STATED GOAL → Reproduce word for word the passage of the Critics' Week review between "On the first" and "community of hunters.", inclusive.

EXTRACT PROVIDED →

══════

To bring films together into a cohesive and provocative curation is to open paths of communication between them, to build links where they had never before existed. By sharing a cinematic time/space that is a single screen during a festival, films which have nothing or little to do with one another begin to speak to one another, their images blend and osmose, and a vision of potential cinema(s) begins to emerge. And so it is in the second edition of the Woche der Kritik (Critic’s Week) in Berlin, which beyond fulfilling its stated purpose of opening up a cultural and critical discussion with the audience, opens up just as interesting a discussion between the films themselves, first by revivifying the practice of joining the short film to the feature, and second through a tight and lucid selection that is often missing from the big bear next door with its 450+ films a year. Each night’s selection revolved around a particular theme (Aura, Power, Seduction, World-Building, Silencing, Exhibition, Zeitgeist) with either a sole feature film, or a feature film projected with a short film.
On the first night the short documentary film, Zahra Vargas’s La fin d’Homère (Homer, Hunter’s Fate) opened the Critics’ Week with a look into life in an insular Swiss community, from which a hunter named Homer has been excommunicated for having killed a bearded vulture, an endangered and protected bird of prey. The narratives in this closed commune which emanate from the killed raptor allow us a glimpse into a history in the smallest sense possible – history as an innocuous, local, communal, tangible event. The significance of this private history (Why did Homer kill the bird? Couldn’t he have avoided it? How does he make the community look?) is transferred through the filming of the narrating villagers, as much as the stuffed bodies of their prey in this community of hunters.

══════

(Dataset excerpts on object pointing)
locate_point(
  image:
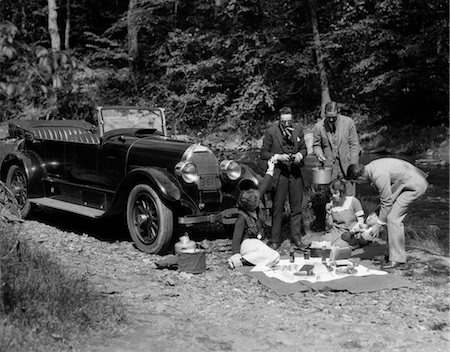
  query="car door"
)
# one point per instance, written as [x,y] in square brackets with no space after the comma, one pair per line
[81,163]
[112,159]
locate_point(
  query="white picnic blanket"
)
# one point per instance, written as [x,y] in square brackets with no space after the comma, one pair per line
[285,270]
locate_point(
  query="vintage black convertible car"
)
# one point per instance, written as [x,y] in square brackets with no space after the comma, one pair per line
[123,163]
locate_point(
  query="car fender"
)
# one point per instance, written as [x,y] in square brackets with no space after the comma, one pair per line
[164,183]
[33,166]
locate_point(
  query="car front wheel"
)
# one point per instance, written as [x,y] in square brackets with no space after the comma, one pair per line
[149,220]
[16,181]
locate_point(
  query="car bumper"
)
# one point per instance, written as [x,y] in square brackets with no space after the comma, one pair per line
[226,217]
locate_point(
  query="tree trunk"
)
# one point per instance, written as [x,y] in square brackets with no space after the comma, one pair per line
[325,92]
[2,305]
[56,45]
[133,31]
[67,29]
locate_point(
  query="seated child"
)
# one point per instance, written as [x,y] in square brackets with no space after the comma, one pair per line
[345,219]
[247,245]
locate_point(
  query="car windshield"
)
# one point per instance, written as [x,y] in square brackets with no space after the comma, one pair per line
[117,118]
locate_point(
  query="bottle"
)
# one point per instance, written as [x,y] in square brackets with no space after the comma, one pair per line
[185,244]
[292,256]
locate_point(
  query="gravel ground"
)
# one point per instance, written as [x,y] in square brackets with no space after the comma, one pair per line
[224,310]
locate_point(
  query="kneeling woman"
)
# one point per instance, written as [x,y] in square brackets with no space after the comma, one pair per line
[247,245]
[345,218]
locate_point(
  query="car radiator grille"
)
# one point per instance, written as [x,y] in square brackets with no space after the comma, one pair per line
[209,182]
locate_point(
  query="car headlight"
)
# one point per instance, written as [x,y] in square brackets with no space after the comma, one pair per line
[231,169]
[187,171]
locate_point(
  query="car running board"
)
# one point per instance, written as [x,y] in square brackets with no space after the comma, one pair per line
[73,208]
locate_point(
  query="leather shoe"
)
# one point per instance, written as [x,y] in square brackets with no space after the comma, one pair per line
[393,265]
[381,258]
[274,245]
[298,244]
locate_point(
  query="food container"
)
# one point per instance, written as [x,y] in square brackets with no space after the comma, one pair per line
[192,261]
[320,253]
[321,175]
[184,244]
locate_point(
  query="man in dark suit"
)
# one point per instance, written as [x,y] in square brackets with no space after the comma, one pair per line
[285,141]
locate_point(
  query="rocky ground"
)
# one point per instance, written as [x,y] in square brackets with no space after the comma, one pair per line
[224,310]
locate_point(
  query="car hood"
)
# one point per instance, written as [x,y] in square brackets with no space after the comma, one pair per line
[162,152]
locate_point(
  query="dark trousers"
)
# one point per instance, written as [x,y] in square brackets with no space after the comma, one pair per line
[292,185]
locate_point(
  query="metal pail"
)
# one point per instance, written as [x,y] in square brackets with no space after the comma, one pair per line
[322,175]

══════

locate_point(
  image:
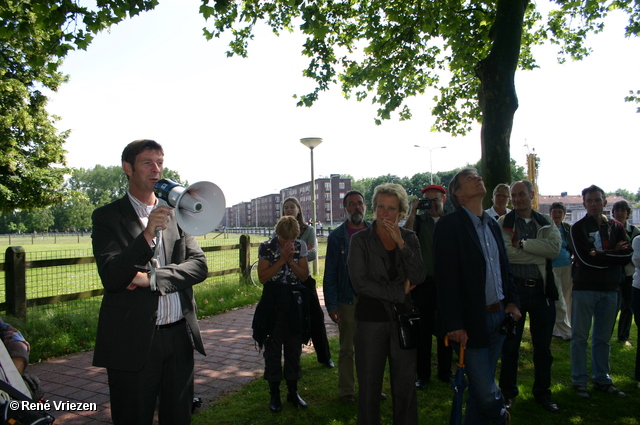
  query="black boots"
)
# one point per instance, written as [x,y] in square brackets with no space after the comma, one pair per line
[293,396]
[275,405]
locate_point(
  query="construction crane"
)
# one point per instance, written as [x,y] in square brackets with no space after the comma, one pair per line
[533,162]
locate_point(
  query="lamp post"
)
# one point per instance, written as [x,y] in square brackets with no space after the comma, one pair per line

══════

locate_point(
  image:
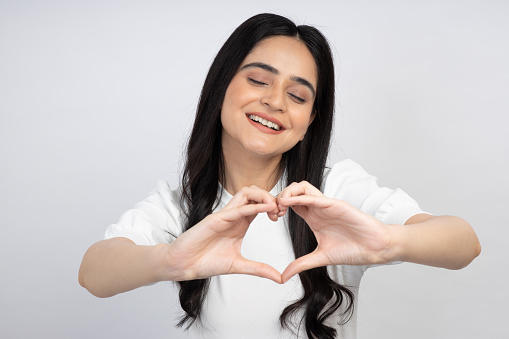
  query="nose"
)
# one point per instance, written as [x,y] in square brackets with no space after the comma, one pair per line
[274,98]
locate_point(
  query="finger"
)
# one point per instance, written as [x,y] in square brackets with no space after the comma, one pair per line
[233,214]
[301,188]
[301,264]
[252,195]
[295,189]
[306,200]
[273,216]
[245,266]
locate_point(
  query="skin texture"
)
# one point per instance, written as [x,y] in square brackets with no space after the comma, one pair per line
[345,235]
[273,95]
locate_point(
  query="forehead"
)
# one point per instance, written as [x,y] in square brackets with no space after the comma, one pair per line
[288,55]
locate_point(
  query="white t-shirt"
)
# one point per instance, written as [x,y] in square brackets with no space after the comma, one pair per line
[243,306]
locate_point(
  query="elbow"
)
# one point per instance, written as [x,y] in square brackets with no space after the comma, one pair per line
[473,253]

══════

SOLUTION FOR THIS PROBLEM →
On the first night the short documentary film, Zahra Vargas’s La fin d’Homère (Homer, Hunter’s Fate) opened the Critics’ Week with a look into life in an insular Swiss community, from which a hunter named Homer has been excommunicated for having killed a bearded vulture, an endangered and protected bird of prey. The narratives in this closed commune which emanate from the killed raptor allow us a glimpse into a history in the smallest sense possible – history as an innocuous, local, communal, tangible event. The significance of this private history (Why did Homer kill the bird? Couldn’t he have avoided it? How does he make the community look?) is transferred through the filming of the narrating villagers, as much as the stuffed bodies of their prey in this community of hunters.